**Work to be completed**
Please put each line of the material below into a Markdown table with the columns "No." and "Line", numbering the rows and skipping blank lines. Leave the pictures out of the table.

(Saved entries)
** START **
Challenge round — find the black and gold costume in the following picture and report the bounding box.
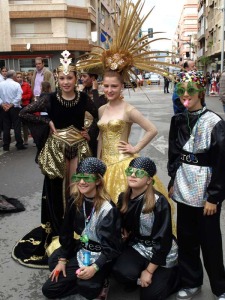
[12,92,98,268]
[42,198,121,299]
[113,193,178,300]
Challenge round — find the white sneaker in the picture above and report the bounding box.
[176,286,201,300]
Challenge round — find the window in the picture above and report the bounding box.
[0,59,6,69]
[66,0,87,7]
[67,21,87,39]
[14,23,35,37]
[19,58,48,72]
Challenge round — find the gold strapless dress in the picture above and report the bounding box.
** END **
**Worked solution**
| No. | Line |
|---|---|
| 1 | Challenge round — find the black and gold costume in the following picture and report the bounding box. |
| 2 | [12,92,98,268] |
| 3 | [42,198,121,299] |
| 4 | [113,193,178,300] |
| 5 | Challenge round — find the white sneaker in the picture above and report the bounding box. |
| 6 | [176,286,201,300] |
| 7 | Challenge round — find the window in the picture above and report the bounding box. |
| 8 | [0,59,6,69] |
| 9 | [66,0,87,7] |
| 10 | [67,21,87,39] |
| 11 | [14,23,35,37] |
| 12 | [19,58,48,72] |
| 13 | Challenge round — find the gold strapless dress in the picture above and report the bounding box. |